To do -
Lines before the one containing "Return a point for each instance of the red jersey" are excluded. Repeat that line and every line after it, exactly.

Data for this task -
____________________

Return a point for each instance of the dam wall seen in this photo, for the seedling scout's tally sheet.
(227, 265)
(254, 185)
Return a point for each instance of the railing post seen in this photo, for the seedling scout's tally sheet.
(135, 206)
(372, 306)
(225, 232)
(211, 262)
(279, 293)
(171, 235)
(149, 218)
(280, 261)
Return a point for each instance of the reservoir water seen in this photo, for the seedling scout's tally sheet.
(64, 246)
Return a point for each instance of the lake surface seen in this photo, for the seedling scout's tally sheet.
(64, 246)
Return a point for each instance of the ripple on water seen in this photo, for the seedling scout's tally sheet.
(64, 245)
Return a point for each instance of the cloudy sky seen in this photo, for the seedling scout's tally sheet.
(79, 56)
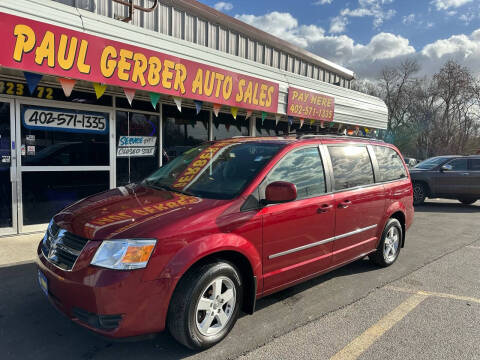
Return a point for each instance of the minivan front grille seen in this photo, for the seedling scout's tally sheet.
(102, 322)
(62, 248)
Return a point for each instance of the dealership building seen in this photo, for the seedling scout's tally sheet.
(96, 94)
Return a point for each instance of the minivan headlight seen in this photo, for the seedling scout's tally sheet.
(126, 254)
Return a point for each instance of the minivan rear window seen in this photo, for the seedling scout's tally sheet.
(390, 164)
(352, 166)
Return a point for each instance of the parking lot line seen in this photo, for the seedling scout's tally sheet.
(435, 294)
(360, 344)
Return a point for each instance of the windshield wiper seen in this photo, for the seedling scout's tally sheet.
(165, 187)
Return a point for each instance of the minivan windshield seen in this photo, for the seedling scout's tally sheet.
(431, 163)
(216, 170)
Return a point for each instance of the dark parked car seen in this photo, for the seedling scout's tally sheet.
(448, 177)
(220, 226)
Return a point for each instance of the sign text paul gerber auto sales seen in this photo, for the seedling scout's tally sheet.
(39, 47)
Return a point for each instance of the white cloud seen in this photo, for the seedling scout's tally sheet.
(467, 18)
(368, 59)
(373, 8)
(447, 4)
(408, 20)
(462, 48)
(338, 24)
(223, 6)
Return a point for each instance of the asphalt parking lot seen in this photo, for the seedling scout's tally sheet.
(426, 306)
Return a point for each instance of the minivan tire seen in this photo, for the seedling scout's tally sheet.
(380, 257)
(184, 317)
(419, 193)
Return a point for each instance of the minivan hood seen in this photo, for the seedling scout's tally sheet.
(109, 214)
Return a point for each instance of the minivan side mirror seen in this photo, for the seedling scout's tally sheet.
(280, 192)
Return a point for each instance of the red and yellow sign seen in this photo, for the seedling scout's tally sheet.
(34, 46)
(310, 105)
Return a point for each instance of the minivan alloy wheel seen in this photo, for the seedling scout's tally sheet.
(215, 306)
(391, 244)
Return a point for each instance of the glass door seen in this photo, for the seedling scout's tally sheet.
(64, 156)
(8, 210)
(137, 139)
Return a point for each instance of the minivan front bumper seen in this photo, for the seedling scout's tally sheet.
(112, 303)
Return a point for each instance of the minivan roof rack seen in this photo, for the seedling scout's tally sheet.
(323, 136)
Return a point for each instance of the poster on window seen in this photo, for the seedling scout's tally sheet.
(136, 146)
(65, 120)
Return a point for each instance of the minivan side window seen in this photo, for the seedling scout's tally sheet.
(458, 164)
(475, 164)
(304, 168)
(352, 166)
(390, 164)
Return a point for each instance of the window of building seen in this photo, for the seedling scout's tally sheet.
(352, 166)
(268, 128)
(390, 164)
(304, 168)
(183, 130)
(137, 146)
(64, 137)
(225, 126)
(45, 193)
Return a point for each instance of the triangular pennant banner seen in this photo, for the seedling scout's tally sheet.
(32, 80)
(198, 106)
(99, 89)
(264, 115)
(130, 94)
(178, 102)
(154, 98)
(216, 109)
(234, 111)
(67, 85)
(277, 119)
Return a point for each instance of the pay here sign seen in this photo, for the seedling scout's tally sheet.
(310, 105)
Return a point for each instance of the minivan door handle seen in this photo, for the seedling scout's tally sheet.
(345, 204)
(324, 208)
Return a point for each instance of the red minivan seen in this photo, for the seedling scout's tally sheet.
(220, 226)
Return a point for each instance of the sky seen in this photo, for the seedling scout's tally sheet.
(367, 35)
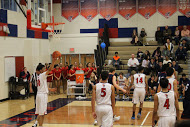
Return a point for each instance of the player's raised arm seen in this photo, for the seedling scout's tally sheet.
(113, 98)
(175, 88)
(55, 61)
(117, 86)
(93, 102)
(154, 116)
(177, 106)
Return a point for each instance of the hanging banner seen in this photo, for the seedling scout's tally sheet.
(108, 8)
(184, 7)
(127, 8)
(89, 9)
(70, 9)
(147, 8)
(167, 7)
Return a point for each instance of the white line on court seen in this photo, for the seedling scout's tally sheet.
(145, 119)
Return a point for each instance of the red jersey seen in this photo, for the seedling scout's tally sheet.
(65, 71)
(80, 69)
(50, 78)
(57, 73)
(89, 73)
(72, 78)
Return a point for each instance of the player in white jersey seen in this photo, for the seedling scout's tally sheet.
(140, 83)
(104, 95)
(122, 83)
(42, 94)
(172, 85)
(166, 106)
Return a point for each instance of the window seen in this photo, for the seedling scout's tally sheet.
(9, 4)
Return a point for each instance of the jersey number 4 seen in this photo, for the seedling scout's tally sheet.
(141, 81)
(167, 104)
(103, 92)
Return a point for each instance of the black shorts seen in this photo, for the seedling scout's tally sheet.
(186, 109)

____________________

Solution -
Return a point for each instance of the red jersey seen in this photo, for the seedling scout's tally sheet.
(65, 71)
(80, 69)
(50, 78)
(57, 73)
(89, 73)
(72, 78)
Return a point for each instance of the player in white jersey seen in this photo, for the seedling scout's tally sheet.
(140, 83)
(104, 95)
(122, 83)
(42, 94)
(172, 85)
(166, 106)
Return a point for each instance of the window seen in this photo, for the seedling scout's tally sheet.
(9, 4)
Return a point for each instance of the jersey number 4 seen in this photo, for the seedling scout's tally sheet.
(141, 81)
(167, 104)
(103, 92)
Return a point for each instance of the black shorts seen in this photo, for the seedling scout's tally sheet.
(186, 109)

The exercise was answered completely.